NELSON: Did you have cowboy gear and...?
LAYBOURNE: I dressed up in party dresses with little flowers in my hand, and my mother claims that I asked her to spin me around and spin me as fast as she could and throw me into television land, so she thought early on I was determined to be in television. And the other thing about my childhood was my father was a businessman, and he was very supportive of his daughters, he had three daughters, and my older sister was beautiful and perfect, and my younger sister was brilliant and charismatic, and my dad looked at me and said, "You will be my business daughter." So he took me to work with him every Saturday and made me memorize all the stock symbols and had me run his office when I was 16. But both of those things -- my mother was a creative person out of radio, and my dad was a business person, and I think the combination pretty much left me with no choice.
NELSON: But you went off to college, and you weren't doing anything involving TV. I mean you weren't taking the typical journalism and broadcasting kind of background.

▶ PARTS OF THE EXERCISE:
**1.** In the entries below, copy out word for word everything from the line that contains "the blue knitted" through the last entry, including both ends.
**2.** Continue the interview excerpt from the point where it stops.
The interview excerpt and the entries below come from unrelated sources.

▶ WORKING DATA:
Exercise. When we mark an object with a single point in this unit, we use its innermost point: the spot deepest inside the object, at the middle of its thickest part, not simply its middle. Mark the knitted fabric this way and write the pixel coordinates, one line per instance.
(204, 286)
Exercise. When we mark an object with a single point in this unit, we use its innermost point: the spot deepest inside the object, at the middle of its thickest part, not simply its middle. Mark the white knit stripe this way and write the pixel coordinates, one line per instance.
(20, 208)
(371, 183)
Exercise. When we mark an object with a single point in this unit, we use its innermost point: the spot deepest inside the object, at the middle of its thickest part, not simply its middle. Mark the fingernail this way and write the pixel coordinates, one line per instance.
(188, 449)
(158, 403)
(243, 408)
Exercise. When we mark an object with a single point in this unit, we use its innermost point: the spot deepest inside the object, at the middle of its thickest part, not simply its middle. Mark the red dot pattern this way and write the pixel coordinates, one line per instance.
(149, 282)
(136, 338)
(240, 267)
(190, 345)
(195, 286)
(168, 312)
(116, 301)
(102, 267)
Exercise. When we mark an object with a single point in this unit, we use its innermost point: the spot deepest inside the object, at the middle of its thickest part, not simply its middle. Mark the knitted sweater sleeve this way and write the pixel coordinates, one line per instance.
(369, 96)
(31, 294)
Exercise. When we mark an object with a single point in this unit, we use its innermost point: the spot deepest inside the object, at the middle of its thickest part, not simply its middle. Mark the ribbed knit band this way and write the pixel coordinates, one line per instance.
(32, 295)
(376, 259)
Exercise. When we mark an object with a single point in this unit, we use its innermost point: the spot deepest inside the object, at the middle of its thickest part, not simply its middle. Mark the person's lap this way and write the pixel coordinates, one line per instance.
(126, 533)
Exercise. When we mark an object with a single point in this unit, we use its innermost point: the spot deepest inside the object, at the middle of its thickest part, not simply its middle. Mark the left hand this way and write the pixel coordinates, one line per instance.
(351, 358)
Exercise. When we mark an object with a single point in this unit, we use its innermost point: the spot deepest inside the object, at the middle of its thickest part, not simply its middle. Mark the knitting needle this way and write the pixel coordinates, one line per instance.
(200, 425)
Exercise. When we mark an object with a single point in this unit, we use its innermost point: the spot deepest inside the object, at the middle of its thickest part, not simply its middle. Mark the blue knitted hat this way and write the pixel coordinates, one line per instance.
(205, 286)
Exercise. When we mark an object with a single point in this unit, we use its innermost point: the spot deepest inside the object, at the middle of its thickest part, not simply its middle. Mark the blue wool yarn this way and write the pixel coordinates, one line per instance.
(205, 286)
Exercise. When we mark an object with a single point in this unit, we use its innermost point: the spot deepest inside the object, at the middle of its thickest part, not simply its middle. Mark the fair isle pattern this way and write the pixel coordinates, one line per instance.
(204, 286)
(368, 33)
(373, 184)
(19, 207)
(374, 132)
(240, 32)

▶ RESPONSES IN ORDER:
**1.**
Exercise. When we mark an object with a single point in this unit, we use its innermost point: the spot deepest inside the object, at the middle of its thickest part, not simply its middle. Mark the blue knitted hat this way and write the pixel coordinates, one line per instance.
(205, 286)
Exercise. When we mark an object with a single point in this unit, we use its innermost point: the spot deepest inside the object, at the middle of its thickest part, not simply its middle. Mark the blue wool yarn this way and write the pixel coordinates, one line per instance.
(205, 286)
Exercise. When we mark an object with a single point in this unit, we use its innermost point: the spot deepest inside the object, at the middle of its thickest part, not simply its middle. Mark the fair isle pattern this way and write the pixel coordinates, one line per instance.
(204, 286)
(368, 33)
(373, 184)
(19, 207)
(374, 132)
(240, 32)

**2.**
LAYBOURNE: No, I studied art history, and then I thought I would become an architect and I went to Philadelphia to work for an architect's firm, to just make sure that that's where I was going to go to graduate school, and I met my husband, who was working in the Philadelphia public schools as a media education guru, bringing videotape and animation to schools and working with inner city kids, who were terribly troubled.
NELSON: Just to set... this is what year? So people know, in terms of doing this kind of media education.
LAYBOURNE: This was 1970, there was no such thing at the time, he was a true pioneer. What he was doing was fascinating to me, so I basically followed him into this arena and got involved in -- I went to graduate school in education and got involved in media education myself.
NELSON: So then you got out of graduate school where you were at...?
LAYBOURNE: The University of Pennsylvania.